Problem to work on –
In the forum thread about the M15 image, what bandgap is given for CdTe at room temperature?

Passage shown –
_ _ _

Re: APOD: Globular Cluster M15 from Hubble (2013 Nov 19)

by geckzilla » Sat Mar 29, 2014 6:15 am

https://en.wikipedia.org/wiki/Mercury_cadmium_telluride
Wikipedia wrote:HgCdTe or mercury cadmium telluride (also cadmium mercury telluride, MCT, MerCad Telluride, MerCadTel, MerCaT or CMT) is narrow direct bandgap zincblende II-VI ternary alloy of CdTe and HgTe with a tunable bandgap spanning the shortwave infrared to the very long wave infrared regions. The amount of cadmium (Cd) in the alloy (the alloy composition) can be chosen so as to tune the optical absorption of the material to the desired infrared wavelength. CdTe is a semiconductor with a bandgap of approximately 1.5 eV at room temperature. HgTe is a semimetal, hence its bandgap energy is zero. Mixing these two substances allows one to obtain any bandgap between 0 and 1.5 eV.
I think I would be hard pressed to find another article in Wikipedia with more jargon. "This here takes infrared pictures."

Re: APOD: Globular Cluster M15 from Hubble (2013 Nov 19)

by Chris Peterson » Fri Mar 28, 2014 11:38 pm

geckzilla wrote:I just read something really cool about JWST's detectors. They are not CCDs and they can partially correct for cosmic rays. So far I don't know what the detectors are called. They are just calling them detectors or the focal plane assembly, which isn't very specific.
The primary imager uses a mosaic of fairly conventional HgCdTe arrays. They operate in two different wavelength bands. By constructing the entire array as a mosaic, they can do some interesting things- fast readout of a small area, for instance, can allow the camera to act as a wavefront sensor, correcting the position of the mirror segments.

The sensors function similarly to CCDs, in that no timing information is present, only the knowledge that a photon arrived between the start and end of the exposure (typically a long interval). But it is possible to place the same target on different parts of the array, to allow simultaneous imaging at the long and short wavelength bands. There is no processing on the sensor, so I doubt there is any ability to compensate for cosmic rays at the detector level. However, when you you have simultaneous collection of data on two sensor arrays, cosmic rays are readily identified by simple post processing, either as the data is read or afterward. But I don't think there's any way to restore the data lost to a cosmic ray hit.

Re: APOD: Globular Cluster M15 from Hubble (2013 Nov 19)

by geckzilla » Fri Mar 28, 2014 11:05 pm

Chris Peterson wrote:
geckzilla wrote:I have often imagined that some cleverly-written software could selectively reject areas of obvious cosmic ray hits if the data were somehow constantly streaming instead of delivered all at once. This is probably a manifestation of my lack of real understanding about how CCD's work, though.

_ _ _

Extracted information –
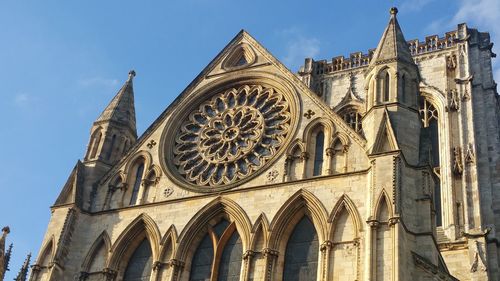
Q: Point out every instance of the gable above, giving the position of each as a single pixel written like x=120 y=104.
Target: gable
x=233 y=121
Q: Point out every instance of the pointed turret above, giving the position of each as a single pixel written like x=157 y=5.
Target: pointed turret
x=23 y=272
x=392 y=84
x=392 y=45
x=112 y=135
x=121 y=109
x=115 y=129
x=4 y=257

_ _ _

Exercise result –
Approximately 1.5 eV.